Exercise material section start

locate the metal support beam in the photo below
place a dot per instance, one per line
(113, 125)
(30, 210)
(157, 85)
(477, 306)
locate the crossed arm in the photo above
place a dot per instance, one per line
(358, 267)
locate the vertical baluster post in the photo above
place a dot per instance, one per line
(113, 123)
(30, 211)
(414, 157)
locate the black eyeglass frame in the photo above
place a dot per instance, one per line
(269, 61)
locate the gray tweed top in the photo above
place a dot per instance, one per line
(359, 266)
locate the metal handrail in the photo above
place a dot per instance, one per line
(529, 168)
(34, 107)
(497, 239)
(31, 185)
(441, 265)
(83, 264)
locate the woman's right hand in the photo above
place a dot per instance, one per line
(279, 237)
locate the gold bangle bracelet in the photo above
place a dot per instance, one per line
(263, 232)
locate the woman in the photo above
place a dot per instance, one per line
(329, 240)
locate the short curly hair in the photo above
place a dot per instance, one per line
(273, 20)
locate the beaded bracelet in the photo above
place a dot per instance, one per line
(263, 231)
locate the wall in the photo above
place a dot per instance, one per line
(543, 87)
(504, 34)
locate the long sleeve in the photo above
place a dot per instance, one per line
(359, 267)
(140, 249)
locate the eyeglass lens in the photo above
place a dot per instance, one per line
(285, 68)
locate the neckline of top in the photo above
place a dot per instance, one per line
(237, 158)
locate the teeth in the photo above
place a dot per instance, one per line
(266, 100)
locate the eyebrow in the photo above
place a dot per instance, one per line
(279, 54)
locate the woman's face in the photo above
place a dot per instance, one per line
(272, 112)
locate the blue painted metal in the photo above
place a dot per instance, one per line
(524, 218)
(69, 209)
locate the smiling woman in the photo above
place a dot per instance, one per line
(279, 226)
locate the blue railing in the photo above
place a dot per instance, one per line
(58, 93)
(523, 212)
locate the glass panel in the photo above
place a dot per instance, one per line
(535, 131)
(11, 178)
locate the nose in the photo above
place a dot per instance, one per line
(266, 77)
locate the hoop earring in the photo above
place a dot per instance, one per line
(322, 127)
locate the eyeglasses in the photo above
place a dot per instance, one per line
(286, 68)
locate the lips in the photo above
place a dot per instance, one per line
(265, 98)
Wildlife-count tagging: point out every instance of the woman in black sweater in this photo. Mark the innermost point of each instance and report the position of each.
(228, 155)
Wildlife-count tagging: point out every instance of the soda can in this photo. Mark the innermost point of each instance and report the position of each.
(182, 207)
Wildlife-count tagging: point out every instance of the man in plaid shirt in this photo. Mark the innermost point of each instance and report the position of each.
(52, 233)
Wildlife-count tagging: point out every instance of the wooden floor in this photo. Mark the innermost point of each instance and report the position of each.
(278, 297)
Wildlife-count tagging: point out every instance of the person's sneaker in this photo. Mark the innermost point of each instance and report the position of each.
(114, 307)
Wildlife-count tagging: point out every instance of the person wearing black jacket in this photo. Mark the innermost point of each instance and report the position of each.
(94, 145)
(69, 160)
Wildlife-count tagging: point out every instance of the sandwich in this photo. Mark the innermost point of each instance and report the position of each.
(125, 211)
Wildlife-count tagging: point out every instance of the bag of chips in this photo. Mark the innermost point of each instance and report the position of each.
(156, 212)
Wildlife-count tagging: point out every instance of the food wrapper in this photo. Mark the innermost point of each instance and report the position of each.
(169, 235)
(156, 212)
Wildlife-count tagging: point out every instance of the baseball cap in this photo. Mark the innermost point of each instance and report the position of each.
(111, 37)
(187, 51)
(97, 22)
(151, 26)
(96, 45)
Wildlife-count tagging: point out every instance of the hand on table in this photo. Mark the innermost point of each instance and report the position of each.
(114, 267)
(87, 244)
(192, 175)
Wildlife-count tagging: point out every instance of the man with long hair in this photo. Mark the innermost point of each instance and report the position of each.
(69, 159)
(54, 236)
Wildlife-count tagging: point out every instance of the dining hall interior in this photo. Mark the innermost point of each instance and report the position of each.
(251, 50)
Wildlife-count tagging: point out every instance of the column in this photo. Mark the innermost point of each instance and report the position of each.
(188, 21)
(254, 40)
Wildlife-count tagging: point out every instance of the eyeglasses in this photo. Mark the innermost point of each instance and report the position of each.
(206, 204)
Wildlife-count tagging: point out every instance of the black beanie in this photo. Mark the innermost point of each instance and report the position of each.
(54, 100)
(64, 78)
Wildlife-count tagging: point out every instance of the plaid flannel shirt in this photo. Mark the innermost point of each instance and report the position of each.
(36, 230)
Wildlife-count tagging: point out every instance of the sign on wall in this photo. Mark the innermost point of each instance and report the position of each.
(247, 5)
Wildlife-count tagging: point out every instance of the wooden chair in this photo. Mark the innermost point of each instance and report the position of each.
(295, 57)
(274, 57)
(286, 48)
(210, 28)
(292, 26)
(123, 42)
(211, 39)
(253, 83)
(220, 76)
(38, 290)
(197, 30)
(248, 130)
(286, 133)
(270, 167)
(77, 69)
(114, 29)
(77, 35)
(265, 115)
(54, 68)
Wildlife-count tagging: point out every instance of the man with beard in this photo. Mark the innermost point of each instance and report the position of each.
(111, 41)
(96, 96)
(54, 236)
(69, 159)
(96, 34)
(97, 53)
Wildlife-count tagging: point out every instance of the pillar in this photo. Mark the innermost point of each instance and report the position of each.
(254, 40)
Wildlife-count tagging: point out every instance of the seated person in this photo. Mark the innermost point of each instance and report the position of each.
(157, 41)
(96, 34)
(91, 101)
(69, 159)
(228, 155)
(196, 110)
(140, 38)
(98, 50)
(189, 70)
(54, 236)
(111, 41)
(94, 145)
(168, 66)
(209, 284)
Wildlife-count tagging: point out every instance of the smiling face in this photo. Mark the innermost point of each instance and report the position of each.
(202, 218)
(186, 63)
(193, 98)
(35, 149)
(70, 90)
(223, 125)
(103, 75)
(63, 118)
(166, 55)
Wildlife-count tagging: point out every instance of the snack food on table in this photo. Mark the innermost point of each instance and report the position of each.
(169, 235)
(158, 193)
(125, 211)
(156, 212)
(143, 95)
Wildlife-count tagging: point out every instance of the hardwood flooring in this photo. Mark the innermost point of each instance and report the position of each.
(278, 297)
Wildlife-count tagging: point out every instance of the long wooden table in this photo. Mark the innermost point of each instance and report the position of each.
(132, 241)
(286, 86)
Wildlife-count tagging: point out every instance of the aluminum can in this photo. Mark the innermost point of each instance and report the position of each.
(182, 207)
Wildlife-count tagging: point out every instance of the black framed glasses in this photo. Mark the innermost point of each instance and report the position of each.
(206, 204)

Exercise material section end

Among the lines of the material above, find those with the word "bracelet". Copy each one.

locate the gold bangle bracelet in the photo above
locate the beaded bracelet in the photo above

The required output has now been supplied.